程式語言 - LeetCode - C - 17. Letter Combinations of a Phone Number


參考資訊:
https://www.cnblogs.com/grandyang/p/4452220.html

題目:


解答: 

int dfs(const char *digits, int pos, int *cidx, char *cbuf, int *ridx, char **rbuf)
{
    int i = 0;
    const char *BTN[] = {
        "abc", "def",
        "ghi", "jkl", "mno",
        "pqrs", "tuv", "wxyz"
    };
 
    if (pos >= strlen(digits)) {
        strcpy(rbuf[(*ridx)++], cbuf);
 
        *cidx -= 1;
        cbuf[*cidx] = 0;
        return 0;
    }
 
    const char *t = BTN[digits[pos] - '2'];
    int len = strlen(t);
 
    for (i = 0; i < len; i++) {
        cbuf[(*cidx)++] = t[i];
        dfs(digits, pos + 1, cidx, cbuf, ridx, rbuf);
    }
    *cidx -= 1;
 
    return 0;
}
 
/**
 * Note: The returned array must be malloced, assume caller calls free().

++++++

▶ [必做任務 A]
依照本頁內容，回答下列問題：
(i) 「參考資訊」下面列出的網址是什麼？
(ii) BTN 陣列裡的第一個字串是什麼？
(iii) 程式最後的註解對回傳陣列有什麼要求？
▶ [必做任務 B] 把本頁從「程式語言 - LeetCode」到「int *ridx, char **rbuf)」這一段重新寫出，並把其中的「dfs」改成「backtrack」。
▶ [必做任務 C] 本頁有一段程式以「if (pos >= strlen(digits))」開頭，請把這段改寫成條列說明，並保留它的主要步驟。
作答時只能依據本頁內容。

++++++

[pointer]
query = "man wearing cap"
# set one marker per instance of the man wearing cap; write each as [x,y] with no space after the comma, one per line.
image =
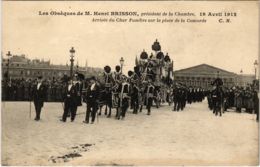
[39,95]
[70,101]
[92,100]
[149,90]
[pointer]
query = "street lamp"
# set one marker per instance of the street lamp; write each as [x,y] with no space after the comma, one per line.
[255,65]
[8,62]
[72,51]
[241,75]
[122,63]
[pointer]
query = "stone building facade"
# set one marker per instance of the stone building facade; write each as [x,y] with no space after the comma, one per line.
[22,67]
[203,75]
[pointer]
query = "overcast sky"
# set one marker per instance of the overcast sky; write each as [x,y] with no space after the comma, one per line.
[232,46]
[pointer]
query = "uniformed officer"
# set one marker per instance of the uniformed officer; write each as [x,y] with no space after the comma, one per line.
[92,97]
[39,96]
[124,96]
[70,101]
[149,92]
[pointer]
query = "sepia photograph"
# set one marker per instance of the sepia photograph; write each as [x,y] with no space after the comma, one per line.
[130,83]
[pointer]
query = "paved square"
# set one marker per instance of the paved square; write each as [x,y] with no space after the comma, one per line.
[191,137]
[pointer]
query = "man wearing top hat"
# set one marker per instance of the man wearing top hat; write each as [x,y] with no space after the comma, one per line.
[39,95]
[92,97]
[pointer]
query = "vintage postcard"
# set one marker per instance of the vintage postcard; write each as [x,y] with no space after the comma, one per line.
[118,83]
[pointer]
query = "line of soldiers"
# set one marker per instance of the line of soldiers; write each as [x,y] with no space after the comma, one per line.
[20,89]
[182,95]
[221,98]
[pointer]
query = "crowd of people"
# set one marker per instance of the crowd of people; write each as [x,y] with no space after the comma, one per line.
[20,89]
[114,90]
[237,98]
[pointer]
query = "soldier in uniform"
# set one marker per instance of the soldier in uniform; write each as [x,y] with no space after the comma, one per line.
[91,97]
[70,101]
[108,83]
[117,76]
[39,96]
[124,97]
[149,92]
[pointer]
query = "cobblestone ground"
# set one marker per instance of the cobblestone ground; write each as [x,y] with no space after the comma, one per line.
[190,137]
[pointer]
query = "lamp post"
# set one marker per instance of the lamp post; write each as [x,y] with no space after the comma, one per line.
[122,63]
[255,65]
[241,75]
[8,62]
[72,51]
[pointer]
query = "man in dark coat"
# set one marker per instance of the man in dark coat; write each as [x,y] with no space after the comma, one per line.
[92,97]
[39,96]
[70,101]
[149,92]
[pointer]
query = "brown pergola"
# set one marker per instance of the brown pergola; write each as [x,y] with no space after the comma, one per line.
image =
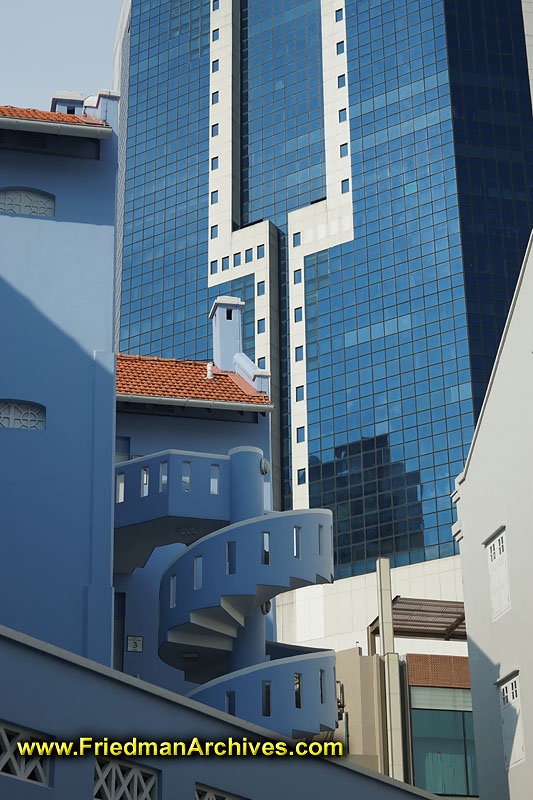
[425,619]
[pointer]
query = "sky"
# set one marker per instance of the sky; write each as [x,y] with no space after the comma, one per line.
[51,45]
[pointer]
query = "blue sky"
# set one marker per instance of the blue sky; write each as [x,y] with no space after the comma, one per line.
[48,45]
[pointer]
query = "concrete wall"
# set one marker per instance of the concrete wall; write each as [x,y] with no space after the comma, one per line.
[56,328]
[495,491]
[337,616]
[363,679]
[107,703]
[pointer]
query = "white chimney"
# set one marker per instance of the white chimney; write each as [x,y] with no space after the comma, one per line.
[226,314]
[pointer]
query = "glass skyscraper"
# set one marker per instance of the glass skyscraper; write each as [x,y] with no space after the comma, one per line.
[358,172]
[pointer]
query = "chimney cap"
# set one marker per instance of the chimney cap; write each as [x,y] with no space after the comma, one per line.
[226,301]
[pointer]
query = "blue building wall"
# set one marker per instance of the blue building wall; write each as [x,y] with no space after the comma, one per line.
[108,704]
[56,322]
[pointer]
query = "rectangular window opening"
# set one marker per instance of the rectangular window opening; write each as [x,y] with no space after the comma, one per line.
[298,689]
[266,698]
[231,558]
[172,592]
[186,476]
[198,572]
[145,477]
[119,488]
[297,541]
[163,476]
[230,702]
[265,548]
[214,479]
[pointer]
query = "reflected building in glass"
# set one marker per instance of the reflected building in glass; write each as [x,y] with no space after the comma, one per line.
[359,173]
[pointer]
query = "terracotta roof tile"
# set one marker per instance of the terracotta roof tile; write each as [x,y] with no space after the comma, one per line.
[50,116]
[168,377]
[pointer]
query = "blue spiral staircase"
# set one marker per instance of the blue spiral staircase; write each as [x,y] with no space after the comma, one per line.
[214,598]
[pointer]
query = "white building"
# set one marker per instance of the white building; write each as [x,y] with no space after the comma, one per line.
[493,496]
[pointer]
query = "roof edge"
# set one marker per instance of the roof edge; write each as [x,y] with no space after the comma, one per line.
[87,130]
[195,403]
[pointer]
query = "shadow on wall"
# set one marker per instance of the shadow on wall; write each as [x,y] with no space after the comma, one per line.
[56,484]
[494,721]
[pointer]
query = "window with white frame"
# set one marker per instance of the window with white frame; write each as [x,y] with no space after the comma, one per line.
[26,202]
[34,769]
[512,731]
[117,780]
[208,793]
[500,596]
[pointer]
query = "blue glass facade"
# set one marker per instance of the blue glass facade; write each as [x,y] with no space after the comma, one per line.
[390,333]
[282,125]
[493,131]
[403,322]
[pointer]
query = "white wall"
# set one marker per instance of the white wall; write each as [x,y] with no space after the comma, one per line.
[494,491]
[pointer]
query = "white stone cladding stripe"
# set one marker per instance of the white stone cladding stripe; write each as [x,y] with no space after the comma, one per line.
[527,12]
[321,225]
[226,114]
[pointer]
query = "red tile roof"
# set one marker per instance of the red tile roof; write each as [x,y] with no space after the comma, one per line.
[50,116]
[149,376]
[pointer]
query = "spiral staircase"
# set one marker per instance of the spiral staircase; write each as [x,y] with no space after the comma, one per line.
[214,598]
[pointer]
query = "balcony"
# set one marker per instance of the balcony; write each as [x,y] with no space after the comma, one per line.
[208,592]
[293,696]
[168,497]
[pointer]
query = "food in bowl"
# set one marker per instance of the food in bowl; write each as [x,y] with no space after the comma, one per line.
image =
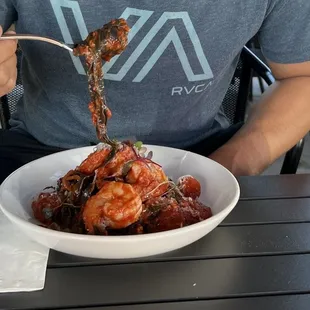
[117,189]
[120,191]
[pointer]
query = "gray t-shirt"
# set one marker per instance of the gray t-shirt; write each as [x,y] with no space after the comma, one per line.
[168,86]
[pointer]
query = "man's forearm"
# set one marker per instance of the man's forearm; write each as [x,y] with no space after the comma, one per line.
[275,125]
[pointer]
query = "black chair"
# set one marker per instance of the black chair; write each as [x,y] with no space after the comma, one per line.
[235,103]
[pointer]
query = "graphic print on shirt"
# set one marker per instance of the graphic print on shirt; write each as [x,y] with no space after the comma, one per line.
[172,37]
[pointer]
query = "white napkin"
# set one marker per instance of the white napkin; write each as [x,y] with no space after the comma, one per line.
[22,261]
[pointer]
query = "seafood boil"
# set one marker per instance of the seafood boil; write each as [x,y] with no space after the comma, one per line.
[118,189]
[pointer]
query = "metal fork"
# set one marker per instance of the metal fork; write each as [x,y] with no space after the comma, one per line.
[35,37]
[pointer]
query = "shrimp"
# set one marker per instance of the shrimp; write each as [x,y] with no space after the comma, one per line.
[95,160]
[147,178]
[117,205]
[115,166]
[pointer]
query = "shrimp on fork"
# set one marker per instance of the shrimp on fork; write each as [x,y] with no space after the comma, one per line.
[95,160]
[117,205]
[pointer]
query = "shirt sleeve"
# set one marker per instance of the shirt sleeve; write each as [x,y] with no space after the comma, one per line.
[285,34]
[8,14]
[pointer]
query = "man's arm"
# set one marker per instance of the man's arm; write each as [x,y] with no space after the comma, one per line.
[275,124]
[282,117]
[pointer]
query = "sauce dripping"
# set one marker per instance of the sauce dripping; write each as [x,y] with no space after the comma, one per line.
[102,44]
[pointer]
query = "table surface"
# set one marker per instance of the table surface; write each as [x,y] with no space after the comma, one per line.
[258,258]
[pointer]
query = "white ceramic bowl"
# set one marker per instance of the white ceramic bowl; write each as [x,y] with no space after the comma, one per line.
[220,191]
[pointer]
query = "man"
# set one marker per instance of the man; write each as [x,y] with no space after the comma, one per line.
[167,87]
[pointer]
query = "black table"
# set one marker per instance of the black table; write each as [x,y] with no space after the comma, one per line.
[259,258]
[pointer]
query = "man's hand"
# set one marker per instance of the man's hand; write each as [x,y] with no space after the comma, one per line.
[8,61]
[275,124]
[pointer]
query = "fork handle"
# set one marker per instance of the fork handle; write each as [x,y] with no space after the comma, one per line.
[36,38]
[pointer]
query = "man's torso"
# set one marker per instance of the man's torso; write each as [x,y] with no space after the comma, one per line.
[166,88]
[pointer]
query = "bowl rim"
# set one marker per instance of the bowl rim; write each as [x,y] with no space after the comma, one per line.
[131,238]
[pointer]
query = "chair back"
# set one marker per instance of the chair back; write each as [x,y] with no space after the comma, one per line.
[9,102]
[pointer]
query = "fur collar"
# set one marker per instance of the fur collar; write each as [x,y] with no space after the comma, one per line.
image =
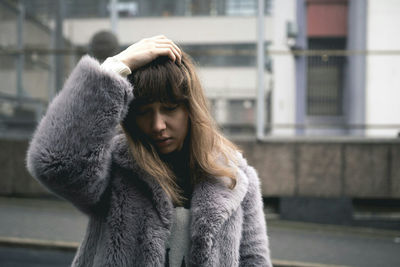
[212,201]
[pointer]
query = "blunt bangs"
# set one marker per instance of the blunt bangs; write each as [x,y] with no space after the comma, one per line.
[160,81]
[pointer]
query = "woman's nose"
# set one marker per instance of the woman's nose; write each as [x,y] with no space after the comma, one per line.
[158,123]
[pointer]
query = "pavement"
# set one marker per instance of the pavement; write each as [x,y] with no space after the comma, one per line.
[57,225]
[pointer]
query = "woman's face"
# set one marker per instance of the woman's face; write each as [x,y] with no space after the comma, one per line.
[164,124]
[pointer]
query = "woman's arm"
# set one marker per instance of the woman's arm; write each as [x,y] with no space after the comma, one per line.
[70,152]
[254,245]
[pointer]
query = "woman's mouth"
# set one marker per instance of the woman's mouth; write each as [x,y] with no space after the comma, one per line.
[163,142]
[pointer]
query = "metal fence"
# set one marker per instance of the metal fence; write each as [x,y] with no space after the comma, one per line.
[36,59]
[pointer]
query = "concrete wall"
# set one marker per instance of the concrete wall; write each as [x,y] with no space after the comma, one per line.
[284,87]
[327,168]
[383,73]
[287,167]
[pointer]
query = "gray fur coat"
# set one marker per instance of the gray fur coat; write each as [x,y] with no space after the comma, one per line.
[77,153]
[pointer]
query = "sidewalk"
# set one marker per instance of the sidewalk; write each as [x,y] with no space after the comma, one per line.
[57,224]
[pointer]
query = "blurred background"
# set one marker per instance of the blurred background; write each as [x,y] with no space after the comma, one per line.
[309,89]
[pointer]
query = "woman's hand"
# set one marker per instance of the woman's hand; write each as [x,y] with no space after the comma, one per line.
[146,50]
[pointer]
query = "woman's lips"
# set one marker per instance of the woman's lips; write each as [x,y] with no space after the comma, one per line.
[163,142]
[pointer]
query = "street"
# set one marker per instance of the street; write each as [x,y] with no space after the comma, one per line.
[52,221]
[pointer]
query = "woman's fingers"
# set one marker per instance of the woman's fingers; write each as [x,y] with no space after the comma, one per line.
[177,52]
[148,49]
[167,52]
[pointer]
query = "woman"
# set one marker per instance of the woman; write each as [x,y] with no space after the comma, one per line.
[167,189]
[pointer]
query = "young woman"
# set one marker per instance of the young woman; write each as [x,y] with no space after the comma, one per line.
[131,144]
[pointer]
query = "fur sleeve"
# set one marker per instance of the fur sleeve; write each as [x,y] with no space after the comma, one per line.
[254,245]
[70,150]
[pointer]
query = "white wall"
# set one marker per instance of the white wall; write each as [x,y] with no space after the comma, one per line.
[187,30]
[283,92]
[383,71]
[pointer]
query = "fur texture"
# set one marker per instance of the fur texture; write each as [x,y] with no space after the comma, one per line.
[77,153]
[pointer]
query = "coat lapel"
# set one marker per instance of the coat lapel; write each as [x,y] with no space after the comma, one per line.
[212,205]
[160,200]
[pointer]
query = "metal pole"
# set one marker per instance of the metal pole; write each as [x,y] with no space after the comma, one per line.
[21,56]
[260,66]
[114,16]
[59,44]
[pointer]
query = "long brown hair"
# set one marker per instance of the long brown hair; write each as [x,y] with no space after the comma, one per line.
[210,152]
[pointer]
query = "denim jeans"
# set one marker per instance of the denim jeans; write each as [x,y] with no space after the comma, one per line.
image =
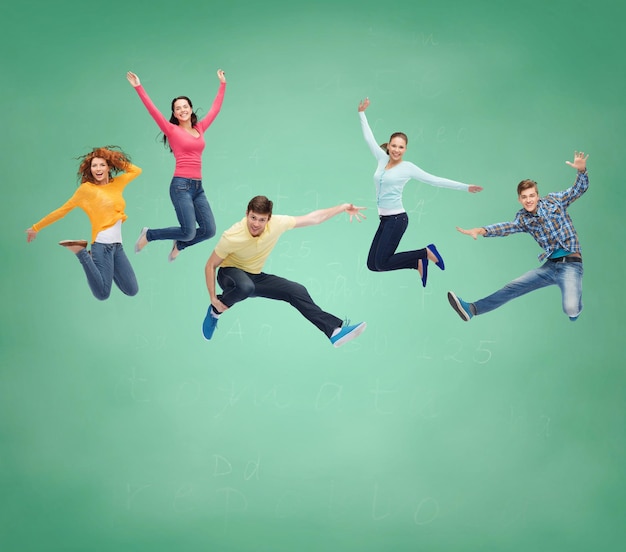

++++++

▶ [完整回答 A]
(i) https://www.cnblogs.com/grandyang/p/4452220.html
(ii) "abc"
(iii) 回傳的陣列必須用 malloc 配置，並假設呼叫者會呼叫 free()。

▶ [完整回答 B]
程式語言 - LeetCode - C - 17. Letter Combinations of a Phone Number


參考資訊:
https://www.cnblogs.com/grandyang/p/4452220.html

題目:


解答: 

int backtrack(const char *digits, int pos, int *cidx, char *cbuf, int *ridx, char **rbuf)

▶ [完整回答 C]
當 pos 大於或等於 digits 的長度時：
- 把 cbuf 複製到 rbuf[*ridx]，然後讓 *ridx 加一
- 讓 *cidx 減一
- 把 cbuf[*cidx] 設為 0
- 回傳 0